→ **What the task asks**
Reproduce every line of the data below verbatim, without altering any character.

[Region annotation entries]
__________

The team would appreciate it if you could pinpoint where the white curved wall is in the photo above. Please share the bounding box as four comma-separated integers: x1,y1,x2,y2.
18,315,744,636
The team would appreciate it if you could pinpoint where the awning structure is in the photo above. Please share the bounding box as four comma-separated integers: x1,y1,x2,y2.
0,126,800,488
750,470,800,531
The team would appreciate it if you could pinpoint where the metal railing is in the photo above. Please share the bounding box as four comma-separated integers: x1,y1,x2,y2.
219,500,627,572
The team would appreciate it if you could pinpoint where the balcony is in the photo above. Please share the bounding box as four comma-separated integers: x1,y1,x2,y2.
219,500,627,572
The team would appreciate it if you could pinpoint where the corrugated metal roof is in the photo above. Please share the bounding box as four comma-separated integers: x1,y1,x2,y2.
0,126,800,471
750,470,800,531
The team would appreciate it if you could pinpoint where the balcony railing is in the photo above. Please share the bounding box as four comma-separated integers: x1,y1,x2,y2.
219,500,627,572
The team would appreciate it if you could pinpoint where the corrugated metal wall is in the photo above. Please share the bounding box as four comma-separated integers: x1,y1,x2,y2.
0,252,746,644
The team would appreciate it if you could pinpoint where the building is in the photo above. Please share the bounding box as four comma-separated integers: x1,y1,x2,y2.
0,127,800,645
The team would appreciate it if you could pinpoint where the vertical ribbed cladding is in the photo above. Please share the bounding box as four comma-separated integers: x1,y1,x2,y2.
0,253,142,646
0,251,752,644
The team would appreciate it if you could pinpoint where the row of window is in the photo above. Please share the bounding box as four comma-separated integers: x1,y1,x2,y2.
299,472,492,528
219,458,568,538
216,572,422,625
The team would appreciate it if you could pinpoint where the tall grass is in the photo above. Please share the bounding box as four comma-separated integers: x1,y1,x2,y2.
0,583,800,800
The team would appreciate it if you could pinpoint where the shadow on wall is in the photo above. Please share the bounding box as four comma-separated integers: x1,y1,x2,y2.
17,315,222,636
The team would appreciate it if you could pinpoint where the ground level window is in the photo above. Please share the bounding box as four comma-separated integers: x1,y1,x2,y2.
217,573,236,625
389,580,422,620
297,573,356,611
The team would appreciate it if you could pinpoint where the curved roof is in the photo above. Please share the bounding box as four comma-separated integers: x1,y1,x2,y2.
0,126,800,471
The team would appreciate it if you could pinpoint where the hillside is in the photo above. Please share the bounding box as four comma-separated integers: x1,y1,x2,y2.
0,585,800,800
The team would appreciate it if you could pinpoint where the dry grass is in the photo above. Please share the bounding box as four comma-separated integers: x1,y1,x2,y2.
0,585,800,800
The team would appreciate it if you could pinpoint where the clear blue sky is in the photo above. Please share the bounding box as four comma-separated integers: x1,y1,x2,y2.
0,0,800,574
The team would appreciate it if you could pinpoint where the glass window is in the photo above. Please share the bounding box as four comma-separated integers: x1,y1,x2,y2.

__________

→ **Solution for this task**
The team would appreciate it if you could pinpoint where the white curved wall is in the photo above. Please share the bounding box as four comma-separated integers: x1,y1,x2,y2.
18,315,744,636
The team would appreciate it if you could pinpoint where the awning structure is in the photo above. Please share the bounding box as four comma-separated integers: x1,y1,x2,y2.
0,126,800,488
750,470,800,531
The team would appreciate it if you could pinpoint where the metal railing is in the photo above. Please share the bounding box as four comma-separated integers: x1,y1,x2,y2.
219,500,627,572
The team would appreciate it if you could pinpoint where the balcony is in the photo above. Please share the bounding box as four comma-separated integers: x1,y1,x2,y2.
219,500,627,572
The team would appreciate it if you could pinpoint where the corrugated metal roof is in the photo above. Please share the bounding box as four comma-separated integers: x1,y1,x2,y2.
0,126,800,471
750,470,800,531
The team would appreciate it if you could pinpoint where the balcony railing is in the photo above. Please share the bounding box as four comma-separated integers: x1,y1,x2,y2.
219,500,627,572
The team would appreciate it if you could pinpoint where the corrugated metal wall is in the photo above. Please share the bounding box as four comma-separated integers: x1,y1,x2,y2.
0,252,746,644
The team would appreciate it if you could pinpoint where the building is in the photo above. Please share the bounding box as four comma-separated integers: x1,y1,x2,y2.
0,127,800,645
The team would appreciate it if you could pinpoint where the vertical ribbed cladding is in the photo above. Please share the bounding box as four comma-separated integers: x1,y1,x2,y2.
0,253,142,646
0,251,752,644
The team would appreciate it if you could pinpoint where the row of window is in the photo above. Please share the bounding box as four comma-separated integers: x1,y1,x2,y2.
299,472,492,528
219,458,568,538
216,572,422,625
The team would appreciate it if you could pinpoint where the tall grass is in the photo above. Please share the bounding box as four comma-separated integers: x1,y1,x2,y2.
0,583,800,800
The team would appreciate it if you could pinpoint where the shadow on wall is in the photo above. Please share the bounding box as four comma-separated integers: x1,y1,x2,y2.
17,315,222,636
The team would appreciate it if you could pinpoint where the ground level window is in the photo above. Please share the bounding box as four comma-separated integers: x1,y1,x2,y2.
217,573,236,625
389,580,422,620
297,573,356,611
The team would appreciate it if you could pinpoint where the curved roof is in the photo above. Please share the bounding box as four comma-separated integers: x1,y1,x2,y2.
0,126,800,471
The team would appreciate it if you could pinpoint where the hillside is in the photo above. Please share the bounding box as four comma-separated integers: x1,y1,x2,y2.
0,585,800,800
The team would appreciate it if you could pinpoint where the dry grass is in the photo above. Please share the bounding box as four comma-separated integers: x1,y1,x2,y2.
0,585,800,800
The team would appreciate it if you could pinpoint where the clear blue sky is in the photo above. Please share the bounding box as four comma-separated integers: x1,y1,x2,y2.
0,0,800,574
The team would appreciate it if you could pinpoint where the glass window is in the photo above. Please share the bounding box as four comma-separated integers: x1,y1,x2,y2.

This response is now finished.